» **TEXT SHOWN**:
Firstly that just seems to be a non-religious faith position or belief you hold that if you present enough evidence and argument all non-theists will change their minds.
Did you actually read what I said? I’m saying you cannot persuade people to change their minds when their minds are made up as a matter of “faith”, whereas – in principle at least – you can when their positions are based on reason and evidence.
That’s the point!
Faith is not restricted to religious faith. That's the point.
You seem to have faith in your position that non-religious people will make up their minds based on reason and evidence while religious people will simply act on faith. There is no evidence to show that people lacking religious faith won't instead make up their minds based on their moral, cultural, philosophical or political beliefs. In which case, the religious and non-religious will both be using a mix of beliefs and reason and argument to make up their mind on an issue.
We can get to the practicalities if you like, but the principle is simple enough: “But that’s my faith” cannot be falsified. There’s nothing to falsify, no process, no method, no argument, no anything that can be deployed as a rebuttal regardless of the object of the faith – gods or leprechauns alike.
And how do you falsify "but that's my political belief" or "that's my moral belief" etc etc. In which case why the focus on religious beliefs if all other beliefs are immune to rebuttal?
Now in practice what tends to happen is that when the argument or evidence becomes sufficiently persuasive some of the religious (I’m excluding the TWs of this world here) will tend to re-interpret their holy texts to accommodate that – in respect of evolution or gay marriage for example – along the lines of, “what this book really means is…” (which is why they tend to be so far behind the Zeitgeist) which gets them off the falsification problem and leaves the bits they cling to intact nonetheless.
In brief, “they” change their minds when the cognitive dissonance is too much to bear but not when it isn’t.
You have a problem with theists thinking and pondering about their beliefs and changing their minds? I thought your problem was that they don't think and ponder and change their mind?

» **WHAT THIS EXERCISE ASKS**:
A - In the faith discussion, which kinds of beliefs are named in the sentence that begins "There is no evidence to show"? List them all.
B - Do these statements agree with the faith discussion? Answer yes or no for each and quote the words that decide it. (i) The text says some of the religious re-interpret their holy texts in respect of evolution. (ii) The text says faith is limited to religious faith. (iii) The text names gods and leprechauns as possible objects of faith.
The lines that come after the text are separate material and have no connection to it.

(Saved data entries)
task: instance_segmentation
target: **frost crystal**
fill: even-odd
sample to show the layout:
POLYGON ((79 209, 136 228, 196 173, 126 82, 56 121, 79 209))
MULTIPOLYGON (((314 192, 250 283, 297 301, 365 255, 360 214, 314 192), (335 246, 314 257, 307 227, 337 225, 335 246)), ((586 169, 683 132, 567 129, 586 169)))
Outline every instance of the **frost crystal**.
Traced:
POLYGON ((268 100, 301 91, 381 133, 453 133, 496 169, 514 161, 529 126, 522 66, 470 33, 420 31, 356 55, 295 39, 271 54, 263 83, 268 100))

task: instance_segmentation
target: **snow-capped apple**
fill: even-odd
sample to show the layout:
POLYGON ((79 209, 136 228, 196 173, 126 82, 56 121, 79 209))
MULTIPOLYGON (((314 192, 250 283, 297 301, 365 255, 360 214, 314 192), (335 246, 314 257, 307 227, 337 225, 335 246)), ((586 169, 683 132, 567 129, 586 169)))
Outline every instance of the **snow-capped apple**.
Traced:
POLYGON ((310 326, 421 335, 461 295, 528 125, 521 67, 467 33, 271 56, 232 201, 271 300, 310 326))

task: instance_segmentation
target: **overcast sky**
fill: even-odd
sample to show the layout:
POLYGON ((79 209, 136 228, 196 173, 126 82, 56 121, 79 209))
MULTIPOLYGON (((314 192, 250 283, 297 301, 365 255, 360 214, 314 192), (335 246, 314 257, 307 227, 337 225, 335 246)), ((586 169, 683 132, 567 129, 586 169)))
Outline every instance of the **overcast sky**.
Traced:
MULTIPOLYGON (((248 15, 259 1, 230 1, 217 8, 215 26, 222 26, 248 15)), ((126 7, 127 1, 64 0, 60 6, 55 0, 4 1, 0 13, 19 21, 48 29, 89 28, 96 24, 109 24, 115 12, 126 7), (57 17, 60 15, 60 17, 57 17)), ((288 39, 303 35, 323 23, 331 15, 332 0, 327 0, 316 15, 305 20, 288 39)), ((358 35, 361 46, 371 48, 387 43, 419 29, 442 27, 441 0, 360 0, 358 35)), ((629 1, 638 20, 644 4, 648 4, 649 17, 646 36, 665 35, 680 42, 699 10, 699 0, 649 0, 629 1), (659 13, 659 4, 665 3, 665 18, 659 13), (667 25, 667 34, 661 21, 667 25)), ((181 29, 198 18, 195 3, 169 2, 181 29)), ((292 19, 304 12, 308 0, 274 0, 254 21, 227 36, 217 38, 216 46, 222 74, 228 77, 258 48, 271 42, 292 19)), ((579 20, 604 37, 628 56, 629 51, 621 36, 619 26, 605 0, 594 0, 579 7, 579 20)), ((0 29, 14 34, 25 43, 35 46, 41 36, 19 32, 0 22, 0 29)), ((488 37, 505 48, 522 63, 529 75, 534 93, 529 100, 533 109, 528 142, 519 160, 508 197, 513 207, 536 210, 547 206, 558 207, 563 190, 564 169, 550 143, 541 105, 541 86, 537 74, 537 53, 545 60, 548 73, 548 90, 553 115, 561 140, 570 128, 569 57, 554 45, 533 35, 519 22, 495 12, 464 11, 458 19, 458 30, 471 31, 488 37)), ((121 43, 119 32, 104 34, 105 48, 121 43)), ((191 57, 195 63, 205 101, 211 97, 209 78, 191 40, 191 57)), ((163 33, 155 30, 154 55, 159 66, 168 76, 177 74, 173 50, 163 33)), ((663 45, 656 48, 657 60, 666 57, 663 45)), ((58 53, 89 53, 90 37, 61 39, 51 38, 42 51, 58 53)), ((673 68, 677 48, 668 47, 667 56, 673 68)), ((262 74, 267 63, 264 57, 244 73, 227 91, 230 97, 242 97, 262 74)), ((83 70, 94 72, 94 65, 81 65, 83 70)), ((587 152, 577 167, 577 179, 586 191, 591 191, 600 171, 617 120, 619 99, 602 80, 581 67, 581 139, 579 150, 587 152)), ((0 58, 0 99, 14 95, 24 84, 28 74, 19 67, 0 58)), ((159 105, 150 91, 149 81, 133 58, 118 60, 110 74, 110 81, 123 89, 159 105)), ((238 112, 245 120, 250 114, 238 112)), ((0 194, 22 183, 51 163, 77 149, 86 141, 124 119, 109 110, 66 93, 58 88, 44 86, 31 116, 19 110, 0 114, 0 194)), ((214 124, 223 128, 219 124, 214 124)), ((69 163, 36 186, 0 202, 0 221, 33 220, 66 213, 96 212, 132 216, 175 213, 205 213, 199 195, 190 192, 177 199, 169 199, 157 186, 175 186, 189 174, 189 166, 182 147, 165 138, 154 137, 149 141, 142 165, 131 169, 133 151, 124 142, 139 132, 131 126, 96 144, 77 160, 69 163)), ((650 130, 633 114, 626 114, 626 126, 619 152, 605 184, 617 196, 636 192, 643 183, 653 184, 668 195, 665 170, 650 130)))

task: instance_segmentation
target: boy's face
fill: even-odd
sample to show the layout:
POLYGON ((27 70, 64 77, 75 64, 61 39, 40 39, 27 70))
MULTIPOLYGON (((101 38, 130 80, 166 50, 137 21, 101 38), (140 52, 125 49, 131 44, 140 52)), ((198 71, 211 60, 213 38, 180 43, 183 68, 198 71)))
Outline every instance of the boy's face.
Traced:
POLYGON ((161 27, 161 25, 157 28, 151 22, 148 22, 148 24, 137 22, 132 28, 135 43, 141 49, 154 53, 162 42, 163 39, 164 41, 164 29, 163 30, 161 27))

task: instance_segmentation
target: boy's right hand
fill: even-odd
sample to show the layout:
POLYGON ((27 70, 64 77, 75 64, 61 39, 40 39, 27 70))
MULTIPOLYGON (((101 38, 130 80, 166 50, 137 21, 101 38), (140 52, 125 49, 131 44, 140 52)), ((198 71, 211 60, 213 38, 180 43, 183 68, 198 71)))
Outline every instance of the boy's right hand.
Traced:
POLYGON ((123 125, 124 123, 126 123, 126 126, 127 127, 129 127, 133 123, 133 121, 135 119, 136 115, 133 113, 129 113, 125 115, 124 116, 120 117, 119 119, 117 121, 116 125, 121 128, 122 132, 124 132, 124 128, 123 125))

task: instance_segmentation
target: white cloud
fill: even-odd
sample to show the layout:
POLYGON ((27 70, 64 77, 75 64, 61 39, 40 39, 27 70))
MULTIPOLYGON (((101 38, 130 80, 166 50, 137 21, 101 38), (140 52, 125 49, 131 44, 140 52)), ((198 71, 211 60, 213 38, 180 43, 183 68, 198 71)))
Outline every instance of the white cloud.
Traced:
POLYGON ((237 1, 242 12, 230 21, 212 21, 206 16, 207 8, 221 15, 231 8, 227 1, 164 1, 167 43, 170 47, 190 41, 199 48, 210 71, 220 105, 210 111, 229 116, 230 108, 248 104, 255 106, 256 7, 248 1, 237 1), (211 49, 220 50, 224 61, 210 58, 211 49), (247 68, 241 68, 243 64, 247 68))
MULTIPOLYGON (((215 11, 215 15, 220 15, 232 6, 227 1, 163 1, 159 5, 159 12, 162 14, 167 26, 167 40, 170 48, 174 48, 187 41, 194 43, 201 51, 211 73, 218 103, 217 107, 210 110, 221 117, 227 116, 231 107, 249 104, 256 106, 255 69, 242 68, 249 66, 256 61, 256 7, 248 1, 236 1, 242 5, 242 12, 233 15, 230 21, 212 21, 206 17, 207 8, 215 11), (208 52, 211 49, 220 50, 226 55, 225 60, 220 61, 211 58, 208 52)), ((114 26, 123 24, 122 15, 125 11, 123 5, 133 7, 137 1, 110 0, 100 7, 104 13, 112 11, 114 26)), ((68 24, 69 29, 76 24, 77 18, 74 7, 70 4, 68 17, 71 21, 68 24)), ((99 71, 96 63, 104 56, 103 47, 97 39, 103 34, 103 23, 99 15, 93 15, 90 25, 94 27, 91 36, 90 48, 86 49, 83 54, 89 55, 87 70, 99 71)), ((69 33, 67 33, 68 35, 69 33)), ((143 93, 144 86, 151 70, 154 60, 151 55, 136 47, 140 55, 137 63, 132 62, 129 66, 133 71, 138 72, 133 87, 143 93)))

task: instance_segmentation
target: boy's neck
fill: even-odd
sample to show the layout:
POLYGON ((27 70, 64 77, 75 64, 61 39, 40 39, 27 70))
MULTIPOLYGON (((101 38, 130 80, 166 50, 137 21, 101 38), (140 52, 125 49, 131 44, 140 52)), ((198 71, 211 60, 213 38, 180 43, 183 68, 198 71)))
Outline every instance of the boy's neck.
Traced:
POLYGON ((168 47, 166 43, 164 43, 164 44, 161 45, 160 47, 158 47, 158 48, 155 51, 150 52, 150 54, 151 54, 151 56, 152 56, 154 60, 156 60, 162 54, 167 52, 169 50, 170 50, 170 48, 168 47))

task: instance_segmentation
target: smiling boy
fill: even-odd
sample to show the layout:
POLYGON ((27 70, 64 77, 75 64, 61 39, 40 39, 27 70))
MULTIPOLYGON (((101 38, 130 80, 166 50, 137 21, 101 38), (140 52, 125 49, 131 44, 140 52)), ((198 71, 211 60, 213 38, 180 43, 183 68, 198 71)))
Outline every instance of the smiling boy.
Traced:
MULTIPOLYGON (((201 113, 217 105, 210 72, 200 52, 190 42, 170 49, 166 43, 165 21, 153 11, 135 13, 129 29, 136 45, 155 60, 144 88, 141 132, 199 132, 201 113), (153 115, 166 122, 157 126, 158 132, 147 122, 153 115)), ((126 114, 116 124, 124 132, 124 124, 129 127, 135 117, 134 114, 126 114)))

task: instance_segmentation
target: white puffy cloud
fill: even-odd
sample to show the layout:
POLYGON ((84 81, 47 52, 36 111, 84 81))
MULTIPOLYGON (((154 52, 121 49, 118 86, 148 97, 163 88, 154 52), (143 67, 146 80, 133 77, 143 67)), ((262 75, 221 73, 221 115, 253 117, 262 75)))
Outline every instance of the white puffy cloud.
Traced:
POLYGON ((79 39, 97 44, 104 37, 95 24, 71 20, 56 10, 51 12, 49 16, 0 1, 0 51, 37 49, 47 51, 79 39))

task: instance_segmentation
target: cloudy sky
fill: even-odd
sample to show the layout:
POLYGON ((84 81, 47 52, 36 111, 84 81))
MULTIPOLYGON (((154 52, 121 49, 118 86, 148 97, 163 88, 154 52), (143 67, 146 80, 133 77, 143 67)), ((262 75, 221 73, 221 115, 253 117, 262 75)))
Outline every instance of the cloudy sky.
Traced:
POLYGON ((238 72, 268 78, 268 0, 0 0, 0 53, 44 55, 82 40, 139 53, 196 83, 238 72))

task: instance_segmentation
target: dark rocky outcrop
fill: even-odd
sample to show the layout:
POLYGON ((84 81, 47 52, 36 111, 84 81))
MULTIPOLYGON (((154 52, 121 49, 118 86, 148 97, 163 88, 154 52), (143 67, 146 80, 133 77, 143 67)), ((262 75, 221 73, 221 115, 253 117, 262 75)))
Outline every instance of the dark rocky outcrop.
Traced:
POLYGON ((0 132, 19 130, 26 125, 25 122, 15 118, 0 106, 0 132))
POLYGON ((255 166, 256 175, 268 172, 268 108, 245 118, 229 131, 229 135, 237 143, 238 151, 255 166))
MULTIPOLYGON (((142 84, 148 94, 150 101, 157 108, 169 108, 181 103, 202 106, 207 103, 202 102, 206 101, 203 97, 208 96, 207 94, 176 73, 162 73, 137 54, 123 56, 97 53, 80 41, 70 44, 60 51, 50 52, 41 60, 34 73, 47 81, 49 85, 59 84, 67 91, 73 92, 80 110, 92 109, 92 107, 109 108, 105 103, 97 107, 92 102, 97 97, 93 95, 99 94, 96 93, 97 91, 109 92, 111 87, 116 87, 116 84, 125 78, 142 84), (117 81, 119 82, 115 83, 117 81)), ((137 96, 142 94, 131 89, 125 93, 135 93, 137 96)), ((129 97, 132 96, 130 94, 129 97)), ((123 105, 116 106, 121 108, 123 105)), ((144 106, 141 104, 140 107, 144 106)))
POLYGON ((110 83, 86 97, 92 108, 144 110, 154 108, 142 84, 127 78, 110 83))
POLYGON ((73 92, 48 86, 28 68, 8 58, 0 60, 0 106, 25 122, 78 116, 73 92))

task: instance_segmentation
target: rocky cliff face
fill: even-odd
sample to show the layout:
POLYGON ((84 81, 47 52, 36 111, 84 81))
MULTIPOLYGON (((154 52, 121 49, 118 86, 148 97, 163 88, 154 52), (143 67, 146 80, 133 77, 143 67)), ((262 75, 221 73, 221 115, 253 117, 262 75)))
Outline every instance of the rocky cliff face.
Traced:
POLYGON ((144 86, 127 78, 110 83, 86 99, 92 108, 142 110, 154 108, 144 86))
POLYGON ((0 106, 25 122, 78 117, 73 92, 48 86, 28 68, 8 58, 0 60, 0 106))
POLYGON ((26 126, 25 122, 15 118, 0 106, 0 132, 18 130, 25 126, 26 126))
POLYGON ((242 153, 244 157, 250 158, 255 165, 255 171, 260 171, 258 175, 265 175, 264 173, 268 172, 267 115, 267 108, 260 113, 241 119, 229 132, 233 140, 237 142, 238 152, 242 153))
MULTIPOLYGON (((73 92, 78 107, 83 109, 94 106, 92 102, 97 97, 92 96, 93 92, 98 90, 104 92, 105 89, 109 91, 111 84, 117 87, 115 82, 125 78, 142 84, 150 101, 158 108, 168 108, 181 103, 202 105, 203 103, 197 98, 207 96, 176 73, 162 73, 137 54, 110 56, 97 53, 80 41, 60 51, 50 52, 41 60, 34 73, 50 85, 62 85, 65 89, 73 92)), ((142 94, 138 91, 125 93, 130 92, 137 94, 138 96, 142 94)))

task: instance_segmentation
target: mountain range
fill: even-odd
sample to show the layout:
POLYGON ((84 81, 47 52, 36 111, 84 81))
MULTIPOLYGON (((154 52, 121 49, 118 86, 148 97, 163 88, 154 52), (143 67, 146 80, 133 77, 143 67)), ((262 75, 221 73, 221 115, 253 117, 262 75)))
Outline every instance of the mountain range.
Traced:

» **TASK RESPONSES**:
A - Moral, cultural, philosophical and political beliefs.

B -
(i) Yes: "in respect of evolution or gay marriage for example"
(ii) No: "Faith is not restricted to religious faith."
(iii) Yes: "gods or leprechauns alike"